▸ **PASSAGE TO READ**:
To do this, the server side would need to check for two things: that the page is not the homepage (or any other non redirected page), and that the request was not an AJAX request. If this is the condition, then the server can append a dynamic javascript enclosure. Here is the server side code as found in the dispatchLoopStartup method of a front controller plugin (note: you'll need Mojito_JsInit ):
if (!$this->getRequest()->isXmlHttpRequest())
{
// an array of page requests that are never redirected to a hashed URL. Always the home page and those that are served via modal or iframe
$nonRedirects = array ('index/index','account/signup','auth/login');
$requestedPage = $this->getRequest()->getControllerName().'/'.$this->getRequest()->getActionName();
if (!in_array($requestedPage,$nonRedirects))
{
Mojito_JsInit::getInstance()
->addMethod('Ajax.redirect','/#'.$this->getRequest()->getRequestUri()) // add the javascript call to redirect to the hashed url
->lock(); // prevent further methods from being added on this request
}
}
and the related javascript component:
redirect:function(url)
{
window.location.href=url;
}
And there you have it. Take a look at http://callisto.fm and see for yourself. Every URL that is served, is also fully visible to search engines with the same exact content, all while keeping the URLs nice and pretty. Oh and yes those AJAX pageviews are still tracked in Google analytics by calling pageTracker._trackPageview(). The javascript engine for this is posted below, but remember to include the jquery timer plugin. As for the server-side, you'll need to piece that together yourself, but I have every confidence that you will!
Ajax:
{
HashPoller:null,
hash:'',
init:function()
{
this.convertLinks();
this.hash=decodeURIComponent(window.location.hash);
if ("onhashchange" in window) // use the onhashchange event
{
$(window).bind('hashchange',function(){Ajax.onHashChange();});
}
else this.HashPoller=$.timer(20,function() // otherwise poll the address
{
if (Ajax.hash!=decodeURIComponent(window.location.hash))
{
Ajax.onHashChange();
}
});
if (this.hash=='')
{
window.location.hash='#/';
}
else
{
this.onHashChange();
}
},
convertLinks:function(parent)
{
// use parent arg to define a parent element, thereby limiting the scope of anchor manipulation
if (parent!=undefined)
{
parent=parent+' '; else parent='';
}
var selector=parent+'a.hash';
$(selector).each(function()
{
this.href='/#'+$(this).attr('href');
});
},
onHashChange:function()
{
this.hash=decodeURIComponent(window.location.hash); // safari returns hash encoded
if (this.hash!='')
{
var page = this.hash.replace('#/','/');
$.ajax(
{
type: "GET",
url: page,
dataType: "html",
success:function(data, stat, Xhr)
{
// set the X-XHR-Container header server side to determine which element will receive the requested content
// or just hard code it here. Must be a jQuery selector and might be something like '#content'
var container=Xhr.getResponseHeader("X-XHR-Container");
var $container = $(container);
$container.html(data);
document.title=Xhr.getResponseHeader("X-XHR-Title");
// fire google analytics
if (typeof window.pageTracker=='object') pageTracker._trackPageview(page);
// woopra analytics
if (typeof window.woopraTracker=='object') woopraTracker.track(page,document.title);
// in case the content contains the FBML fb:like tag
if (typeof window.FB=='object') FB.XFBML.parse($container[0]);
}
});
}
},
redirect:function(url) // used when the client entered through other than the home page
{
window.location.href=url;
}
}

▸ **RECORDS**:

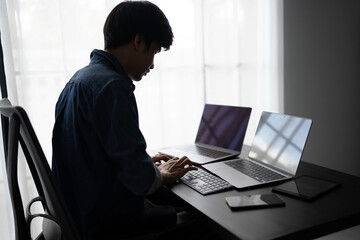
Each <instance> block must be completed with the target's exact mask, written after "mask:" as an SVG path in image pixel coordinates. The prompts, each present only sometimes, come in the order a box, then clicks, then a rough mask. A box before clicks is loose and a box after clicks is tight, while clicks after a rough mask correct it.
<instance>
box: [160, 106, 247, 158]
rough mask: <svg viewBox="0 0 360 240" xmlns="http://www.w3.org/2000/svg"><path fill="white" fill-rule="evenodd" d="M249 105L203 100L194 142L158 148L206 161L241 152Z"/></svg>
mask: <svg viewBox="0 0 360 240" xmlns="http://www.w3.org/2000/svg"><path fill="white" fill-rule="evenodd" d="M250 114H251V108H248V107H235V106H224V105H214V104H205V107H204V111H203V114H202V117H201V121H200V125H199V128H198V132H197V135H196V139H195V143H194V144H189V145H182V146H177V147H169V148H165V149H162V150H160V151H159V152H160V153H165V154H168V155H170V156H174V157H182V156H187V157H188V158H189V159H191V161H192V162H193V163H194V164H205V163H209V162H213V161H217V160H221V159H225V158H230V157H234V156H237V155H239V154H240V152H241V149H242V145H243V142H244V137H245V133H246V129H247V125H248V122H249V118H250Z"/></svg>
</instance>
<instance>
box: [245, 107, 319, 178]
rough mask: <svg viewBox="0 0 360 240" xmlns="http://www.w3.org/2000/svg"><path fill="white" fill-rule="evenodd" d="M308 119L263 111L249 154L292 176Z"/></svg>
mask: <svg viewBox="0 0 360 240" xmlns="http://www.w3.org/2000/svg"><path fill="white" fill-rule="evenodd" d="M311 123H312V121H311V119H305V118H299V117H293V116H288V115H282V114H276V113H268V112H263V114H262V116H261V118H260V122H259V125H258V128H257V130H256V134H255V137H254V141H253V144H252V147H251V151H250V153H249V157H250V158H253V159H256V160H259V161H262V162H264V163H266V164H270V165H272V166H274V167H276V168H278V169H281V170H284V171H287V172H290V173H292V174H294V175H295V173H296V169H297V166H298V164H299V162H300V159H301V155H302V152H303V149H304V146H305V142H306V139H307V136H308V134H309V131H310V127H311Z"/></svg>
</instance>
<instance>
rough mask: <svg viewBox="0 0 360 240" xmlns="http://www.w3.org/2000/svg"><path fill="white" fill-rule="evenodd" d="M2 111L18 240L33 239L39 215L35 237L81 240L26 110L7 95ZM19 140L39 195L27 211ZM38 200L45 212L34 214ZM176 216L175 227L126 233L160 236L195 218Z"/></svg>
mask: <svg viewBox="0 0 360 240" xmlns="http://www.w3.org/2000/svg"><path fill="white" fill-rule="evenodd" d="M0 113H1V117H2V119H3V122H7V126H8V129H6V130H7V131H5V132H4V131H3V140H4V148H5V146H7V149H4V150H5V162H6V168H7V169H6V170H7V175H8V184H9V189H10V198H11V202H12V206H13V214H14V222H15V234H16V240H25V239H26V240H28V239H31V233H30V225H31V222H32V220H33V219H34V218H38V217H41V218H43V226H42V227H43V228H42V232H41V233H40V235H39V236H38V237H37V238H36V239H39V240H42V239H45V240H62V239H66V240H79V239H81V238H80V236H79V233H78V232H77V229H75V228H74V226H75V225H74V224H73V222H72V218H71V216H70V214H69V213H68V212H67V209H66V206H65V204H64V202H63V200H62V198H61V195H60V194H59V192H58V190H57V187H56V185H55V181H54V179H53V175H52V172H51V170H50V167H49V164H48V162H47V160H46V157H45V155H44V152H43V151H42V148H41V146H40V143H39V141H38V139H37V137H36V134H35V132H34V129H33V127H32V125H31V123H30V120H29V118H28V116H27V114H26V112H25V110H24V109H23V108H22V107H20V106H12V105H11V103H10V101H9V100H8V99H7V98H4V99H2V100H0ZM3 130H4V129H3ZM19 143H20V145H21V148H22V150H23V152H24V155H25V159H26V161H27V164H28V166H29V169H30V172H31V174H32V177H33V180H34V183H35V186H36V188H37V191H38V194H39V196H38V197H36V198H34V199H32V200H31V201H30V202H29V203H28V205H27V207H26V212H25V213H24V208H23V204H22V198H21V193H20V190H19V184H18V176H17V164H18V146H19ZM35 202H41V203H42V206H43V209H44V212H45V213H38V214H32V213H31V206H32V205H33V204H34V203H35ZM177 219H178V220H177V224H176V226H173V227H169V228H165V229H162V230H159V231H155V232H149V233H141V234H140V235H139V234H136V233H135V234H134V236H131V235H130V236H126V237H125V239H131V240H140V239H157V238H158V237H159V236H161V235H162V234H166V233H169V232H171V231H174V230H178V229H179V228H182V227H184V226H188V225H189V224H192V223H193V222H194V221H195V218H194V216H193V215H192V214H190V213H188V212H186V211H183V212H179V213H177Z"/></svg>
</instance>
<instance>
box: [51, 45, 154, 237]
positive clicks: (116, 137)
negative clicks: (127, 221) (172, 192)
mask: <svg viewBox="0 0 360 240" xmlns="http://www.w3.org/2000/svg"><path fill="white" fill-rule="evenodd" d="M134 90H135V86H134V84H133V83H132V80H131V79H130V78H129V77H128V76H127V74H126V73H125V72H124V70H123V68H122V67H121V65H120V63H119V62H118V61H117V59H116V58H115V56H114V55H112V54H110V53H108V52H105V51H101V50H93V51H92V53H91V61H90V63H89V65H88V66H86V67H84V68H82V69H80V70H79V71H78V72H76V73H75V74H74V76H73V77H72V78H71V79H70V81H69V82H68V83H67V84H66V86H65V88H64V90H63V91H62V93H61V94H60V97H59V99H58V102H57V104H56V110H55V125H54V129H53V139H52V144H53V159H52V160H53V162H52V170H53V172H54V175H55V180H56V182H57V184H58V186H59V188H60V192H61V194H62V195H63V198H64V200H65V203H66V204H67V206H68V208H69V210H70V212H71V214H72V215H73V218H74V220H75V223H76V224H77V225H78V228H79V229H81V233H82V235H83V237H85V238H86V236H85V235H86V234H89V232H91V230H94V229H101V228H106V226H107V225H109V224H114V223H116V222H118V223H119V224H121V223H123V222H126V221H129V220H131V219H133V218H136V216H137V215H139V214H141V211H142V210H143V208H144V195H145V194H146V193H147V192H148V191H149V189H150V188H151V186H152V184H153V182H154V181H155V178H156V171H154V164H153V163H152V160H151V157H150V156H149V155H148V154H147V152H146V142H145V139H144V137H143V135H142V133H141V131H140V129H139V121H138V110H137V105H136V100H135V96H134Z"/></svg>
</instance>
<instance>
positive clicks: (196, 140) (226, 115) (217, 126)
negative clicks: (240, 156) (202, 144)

▸ **TASK DIRECTIONS**: According to the page on hashed AJAX URLs, which plugin must be included along with the JavaScript engine?

▸ **RESULT**: The jQuery timer plugin.